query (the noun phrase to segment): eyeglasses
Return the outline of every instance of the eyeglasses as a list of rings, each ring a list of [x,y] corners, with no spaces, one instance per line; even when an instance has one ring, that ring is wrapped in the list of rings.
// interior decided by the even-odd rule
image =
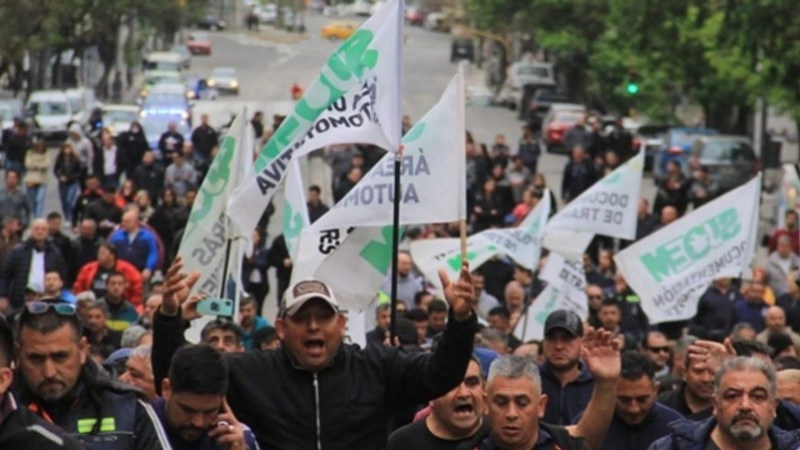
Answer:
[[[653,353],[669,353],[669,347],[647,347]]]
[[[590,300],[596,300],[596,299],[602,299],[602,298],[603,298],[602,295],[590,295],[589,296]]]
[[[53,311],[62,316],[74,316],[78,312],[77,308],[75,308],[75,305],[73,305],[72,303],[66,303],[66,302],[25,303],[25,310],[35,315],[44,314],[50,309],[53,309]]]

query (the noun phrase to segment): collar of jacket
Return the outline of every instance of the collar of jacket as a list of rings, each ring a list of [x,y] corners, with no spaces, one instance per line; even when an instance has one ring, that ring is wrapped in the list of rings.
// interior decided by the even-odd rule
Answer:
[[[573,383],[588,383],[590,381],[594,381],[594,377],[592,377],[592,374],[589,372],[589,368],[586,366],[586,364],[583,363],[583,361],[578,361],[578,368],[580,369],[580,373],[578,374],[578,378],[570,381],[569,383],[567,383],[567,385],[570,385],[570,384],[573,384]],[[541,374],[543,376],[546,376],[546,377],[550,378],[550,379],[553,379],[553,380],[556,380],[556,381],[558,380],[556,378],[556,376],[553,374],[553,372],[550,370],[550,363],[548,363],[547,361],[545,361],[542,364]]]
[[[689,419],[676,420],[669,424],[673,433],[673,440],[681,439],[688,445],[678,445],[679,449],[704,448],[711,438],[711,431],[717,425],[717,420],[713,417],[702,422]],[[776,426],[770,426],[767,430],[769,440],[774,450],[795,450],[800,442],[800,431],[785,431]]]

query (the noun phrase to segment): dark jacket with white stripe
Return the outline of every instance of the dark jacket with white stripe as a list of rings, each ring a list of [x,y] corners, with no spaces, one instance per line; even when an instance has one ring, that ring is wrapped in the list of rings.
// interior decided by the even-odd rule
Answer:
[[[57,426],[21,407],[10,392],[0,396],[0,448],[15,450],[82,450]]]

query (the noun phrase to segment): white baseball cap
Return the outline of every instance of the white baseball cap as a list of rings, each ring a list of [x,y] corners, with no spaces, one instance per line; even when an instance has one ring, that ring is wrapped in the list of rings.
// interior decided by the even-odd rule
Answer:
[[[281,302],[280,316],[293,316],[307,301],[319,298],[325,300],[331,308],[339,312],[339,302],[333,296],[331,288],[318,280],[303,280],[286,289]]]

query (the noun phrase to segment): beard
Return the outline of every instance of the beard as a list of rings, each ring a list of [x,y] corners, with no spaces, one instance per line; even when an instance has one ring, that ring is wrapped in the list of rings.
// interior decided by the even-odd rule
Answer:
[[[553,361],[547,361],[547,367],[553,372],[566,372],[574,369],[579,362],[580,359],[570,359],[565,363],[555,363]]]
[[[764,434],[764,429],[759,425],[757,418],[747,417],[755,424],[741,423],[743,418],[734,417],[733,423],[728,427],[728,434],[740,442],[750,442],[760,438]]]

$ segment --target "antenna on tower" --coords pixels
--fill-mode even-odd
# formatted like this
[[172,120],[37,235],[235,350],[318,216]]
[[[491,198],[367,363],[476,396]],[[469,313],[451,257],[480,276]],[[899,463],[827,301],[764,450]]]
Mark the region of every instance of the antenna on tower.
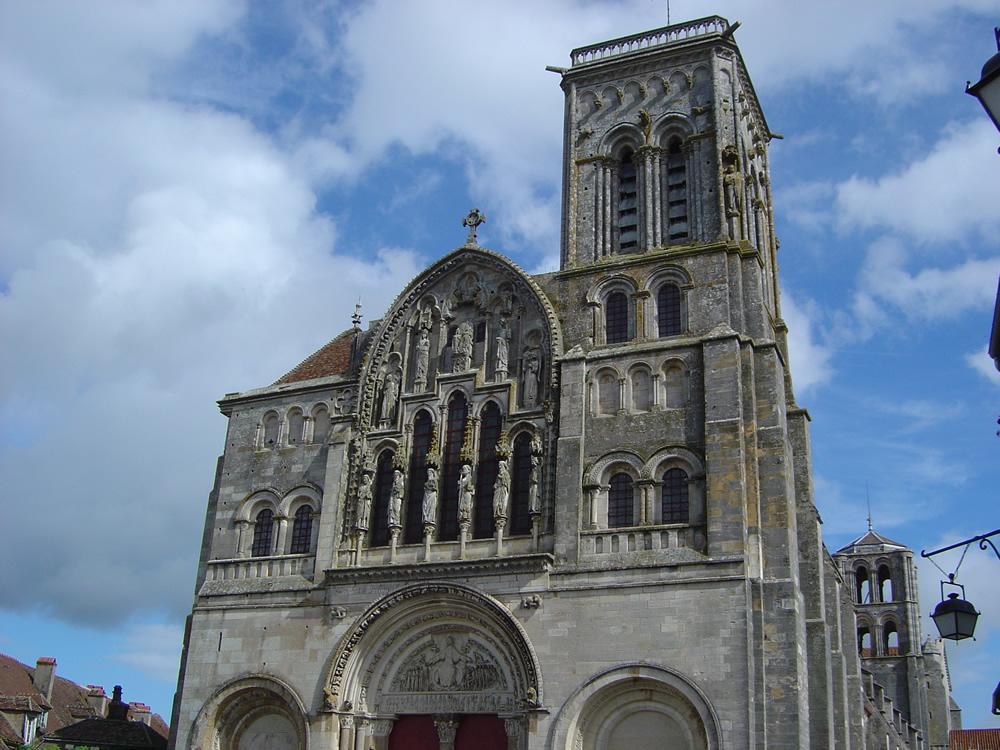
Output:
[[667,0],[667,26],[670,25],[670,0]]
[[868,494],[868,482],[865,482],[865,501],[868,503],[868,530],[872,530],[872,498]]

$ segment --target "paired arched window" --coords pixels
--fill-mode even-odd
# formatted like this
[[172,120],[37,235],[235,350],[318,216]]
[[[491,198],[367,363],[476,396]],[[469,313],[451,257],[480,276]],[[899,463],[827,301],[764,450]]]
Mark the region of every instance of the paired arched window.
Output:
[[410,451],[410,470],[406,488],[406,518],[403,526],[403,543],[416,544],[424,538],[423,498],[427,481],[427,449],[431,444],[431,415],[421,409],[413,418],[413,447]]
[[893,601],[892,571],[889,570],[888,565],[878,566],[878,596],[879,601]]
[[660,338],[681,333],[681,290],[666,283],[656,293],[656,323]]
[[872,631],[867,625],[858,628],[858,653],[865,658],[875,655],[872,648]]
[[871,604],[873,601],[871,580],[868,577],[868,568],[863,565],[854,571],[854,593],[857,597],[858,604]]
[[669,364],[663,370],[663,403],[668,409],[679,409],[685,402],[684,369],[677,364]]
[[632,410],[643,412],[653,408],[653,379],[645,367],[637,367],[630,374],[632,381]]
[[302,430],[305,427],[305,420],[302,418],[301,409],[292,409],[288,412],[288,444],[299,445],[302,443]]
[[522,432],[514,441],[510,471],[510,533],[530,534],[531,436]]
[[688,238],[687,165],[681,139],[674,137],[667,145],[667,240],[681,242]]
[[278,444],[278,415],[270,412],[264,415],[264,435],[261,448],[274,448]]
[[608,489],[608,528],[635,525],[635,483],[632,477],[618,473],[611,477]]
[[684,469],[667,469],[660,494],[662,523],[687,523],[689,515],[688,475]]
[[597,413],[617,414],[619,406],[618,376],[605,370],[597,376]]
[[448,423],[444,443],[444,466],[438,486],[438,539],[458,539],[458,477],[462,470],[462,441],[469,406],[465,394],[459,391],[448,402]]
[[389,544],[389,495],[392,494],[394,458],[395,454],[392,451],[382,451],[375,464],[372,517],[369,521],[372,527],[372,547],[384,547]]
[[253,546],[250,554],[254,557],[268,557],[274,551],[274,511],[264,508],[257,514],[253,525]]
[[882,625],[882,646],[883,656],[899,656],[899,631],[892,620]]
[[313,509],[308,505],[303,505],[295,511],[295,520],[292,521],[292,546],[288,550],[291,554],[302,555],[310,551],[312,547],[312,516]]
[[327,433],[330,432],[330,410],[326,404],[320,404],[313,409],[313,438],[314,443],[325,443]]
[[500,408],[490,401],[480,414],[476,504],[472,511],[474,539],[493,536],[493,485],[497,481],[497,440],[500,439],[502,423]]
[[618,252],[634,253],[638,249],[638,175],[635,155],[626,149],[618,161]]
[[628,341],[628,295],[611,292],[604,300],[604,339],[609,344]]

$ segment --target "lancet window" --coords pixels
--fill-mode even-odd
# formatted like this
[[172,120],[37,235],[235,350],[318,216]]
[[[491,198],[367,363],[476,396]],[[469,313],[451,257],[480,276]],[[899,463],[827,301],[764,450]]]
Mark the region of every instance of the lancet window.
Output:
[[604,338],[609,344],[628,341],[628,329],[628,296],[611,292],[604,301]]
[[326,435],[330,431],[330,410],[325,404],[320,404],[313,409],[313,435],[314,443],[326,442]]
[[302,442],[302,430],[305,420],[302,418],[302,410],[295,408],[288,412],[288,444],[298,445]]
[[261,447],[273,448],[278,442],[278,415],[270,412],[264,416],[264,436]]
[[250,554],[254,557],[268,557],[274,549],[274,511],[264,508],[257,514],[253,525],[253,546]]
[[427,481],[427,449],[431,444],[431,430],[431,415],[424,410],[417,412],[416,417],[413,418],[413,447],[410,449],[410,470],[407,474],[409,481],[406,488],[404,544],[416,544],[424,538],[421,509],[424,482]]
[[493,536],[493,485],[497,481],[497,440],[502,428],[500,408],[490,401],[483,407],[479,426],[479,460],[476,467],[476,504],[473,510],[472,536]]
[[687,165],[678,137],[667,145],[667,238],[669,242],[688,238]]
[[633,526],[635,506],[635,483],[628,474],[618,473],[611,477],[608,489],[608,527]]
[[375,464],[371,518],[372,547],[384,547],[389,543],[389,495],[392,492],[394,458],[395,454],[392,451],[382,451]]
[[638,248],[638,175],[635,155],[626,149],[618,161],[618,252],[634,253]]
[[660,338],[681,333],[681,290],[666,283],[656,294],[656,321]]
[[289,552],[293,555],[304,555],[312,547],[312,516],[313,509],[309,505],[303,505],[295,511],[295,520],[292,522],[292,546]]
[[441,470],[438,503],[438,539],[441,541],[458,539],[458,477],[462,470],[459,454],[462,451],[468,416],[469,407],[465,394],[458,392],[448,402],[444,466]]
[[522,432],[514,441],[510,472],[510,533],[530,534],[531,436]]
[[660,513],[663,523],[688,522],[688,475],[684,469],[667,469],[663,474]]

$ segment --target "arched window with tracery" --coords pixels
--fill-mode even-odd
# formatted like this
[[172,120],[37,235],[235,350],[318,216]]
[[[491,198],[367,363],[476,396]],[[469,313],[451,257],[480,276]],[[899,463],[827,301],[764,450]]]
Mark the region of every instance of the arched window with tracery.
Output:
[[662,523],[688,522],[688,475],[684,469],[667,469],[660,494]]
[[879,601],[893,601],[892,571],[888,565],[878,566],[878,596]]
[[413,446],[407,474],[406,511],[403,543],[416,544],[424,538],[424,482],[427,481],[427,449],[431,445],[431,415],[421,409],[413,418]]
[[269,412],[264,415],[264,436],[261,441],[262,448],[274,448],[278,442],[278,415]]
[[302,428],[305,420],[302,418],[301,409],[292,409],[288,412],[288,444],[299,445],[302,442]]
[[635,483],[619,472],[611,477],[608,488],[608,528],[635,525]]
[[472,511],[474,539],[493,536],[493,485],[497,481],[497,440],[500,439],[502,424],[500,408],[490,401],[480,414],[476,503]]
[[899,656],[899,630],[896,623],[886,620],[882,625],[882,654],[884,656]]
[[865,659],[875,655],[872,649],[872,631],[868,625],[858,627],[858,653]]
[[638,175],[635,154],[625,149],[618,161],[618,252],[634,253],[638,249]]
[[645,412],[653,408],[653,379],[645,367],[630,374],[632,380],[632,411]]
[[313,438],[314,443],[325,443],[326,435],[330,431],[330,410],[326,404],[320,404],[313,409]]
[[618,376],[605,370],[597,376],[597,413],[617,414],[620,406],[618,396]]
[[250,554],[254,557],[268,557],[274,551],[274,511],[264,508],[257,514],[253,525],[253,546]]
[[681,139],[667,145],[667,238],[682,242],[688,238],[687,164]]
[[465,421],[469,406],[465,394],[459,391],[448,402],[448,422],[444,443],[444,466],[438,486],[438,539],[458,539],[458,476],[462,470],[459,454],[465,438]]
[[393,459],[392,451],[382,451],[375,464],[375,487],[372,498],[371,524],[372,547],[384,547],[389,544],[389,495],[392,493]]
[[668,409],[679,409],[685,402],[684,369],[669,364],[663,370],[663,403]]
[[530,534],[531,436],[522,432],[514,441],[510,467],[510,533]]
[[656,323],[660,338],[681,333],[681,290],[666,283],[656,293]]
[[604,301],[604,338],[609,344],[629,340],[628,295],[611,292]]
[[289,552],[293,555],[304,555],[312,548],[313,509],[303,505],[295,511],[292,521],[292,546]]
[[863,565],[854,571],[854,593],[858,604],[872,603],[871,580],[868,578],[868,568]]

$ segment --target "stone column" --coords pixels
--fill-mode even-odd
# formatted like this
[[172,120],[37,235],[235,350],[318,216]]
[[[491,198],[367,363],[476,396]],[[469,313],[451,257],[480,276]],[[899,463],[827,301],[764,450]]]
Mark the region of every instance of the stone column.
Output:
----------
Exercise details
Exact repetition is required for the lines from the first one in the listing through the one that holds "query (the noun phrase to segment): collar", and pictures are to be omitted.

Answer section
query (the noun phrase to segment): eyeglasses
Return the outline of every instance of the eyeglasses as a list of rings, each ring a list of [x,y] corners, with no spaces, one instance per line; even when an instance has one ring, that ring is wrapped in the list of rings.
// interior decided by the even-odd rule
image =
Answer:
[[[653,353],[669,353],[669,347],[647,347]]]
[[[590,300],[596,300],[596,299],[602,299],[602,298],[603,298],[602,295],[590,295],[589,296]]]
[[[53,311],[62,316],[74,316],[78,312],[77,308],[75,308],[75,305],[73,305],[72,303],[66,303],[66,302],[25,303],[25,310],[35,315],[44,314],[50,309],[53,309]]]

query (the noun phrase to segment): collar of jacket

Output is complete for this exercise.